## Task
Copy out each line below that contains the word "Return", with case counting.

## Items
::::::::

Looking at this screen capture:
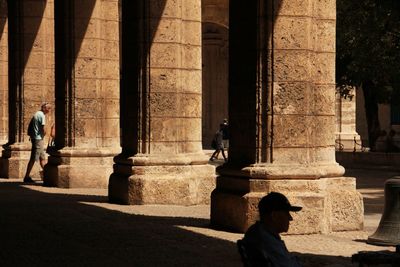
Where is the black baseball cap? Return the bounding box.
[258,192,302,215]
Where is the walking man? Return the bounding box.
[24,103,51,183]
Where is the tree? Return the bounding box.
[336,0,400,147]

::::::::

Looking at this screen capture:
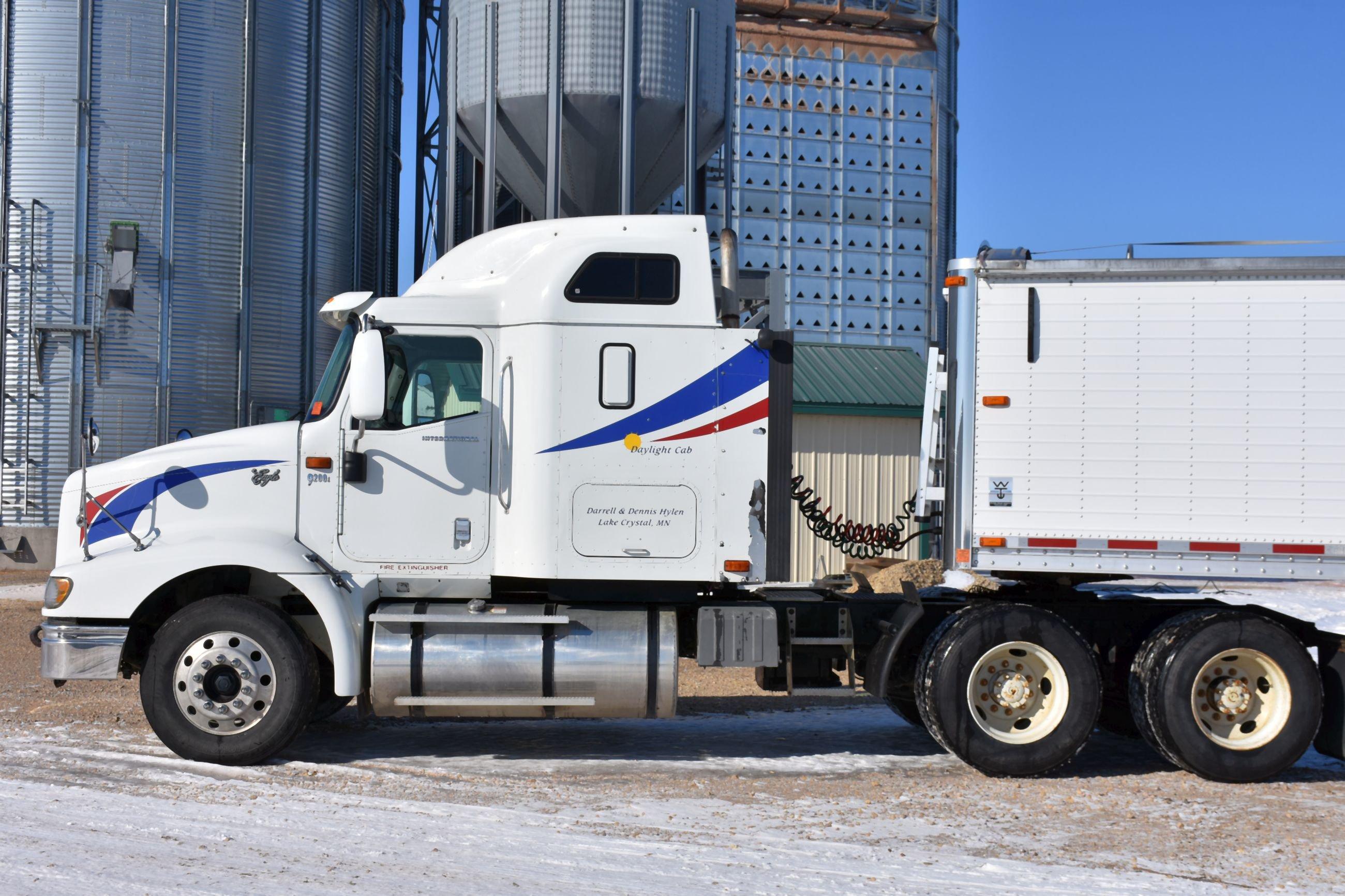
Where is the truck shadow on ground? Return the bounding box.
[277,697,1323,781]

::::::::

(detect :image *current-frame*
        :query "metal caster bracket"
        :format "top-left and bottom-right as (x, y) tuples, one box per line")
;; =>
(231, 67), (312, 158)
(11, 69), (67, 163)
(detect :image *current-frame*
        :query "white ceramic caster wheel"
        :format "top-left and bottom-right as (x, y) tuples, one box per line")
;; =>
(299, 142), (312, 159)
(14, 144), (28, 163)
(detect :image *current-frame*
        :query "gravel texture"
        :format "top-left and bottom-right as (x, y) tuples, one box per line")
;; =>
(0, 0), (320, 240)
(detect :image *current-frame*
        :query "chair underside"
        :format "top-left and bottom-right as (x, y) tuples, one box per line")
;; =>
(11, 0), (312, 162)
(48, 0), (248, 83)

::::::::

## Solution to the exercise
Where is the black baseball cap? Return the bounding box.
Where is the walking man? Return the bounding box.
Where is the tree? Return the bounding box.
Where is the truck shadow on ground? Return the bounding box.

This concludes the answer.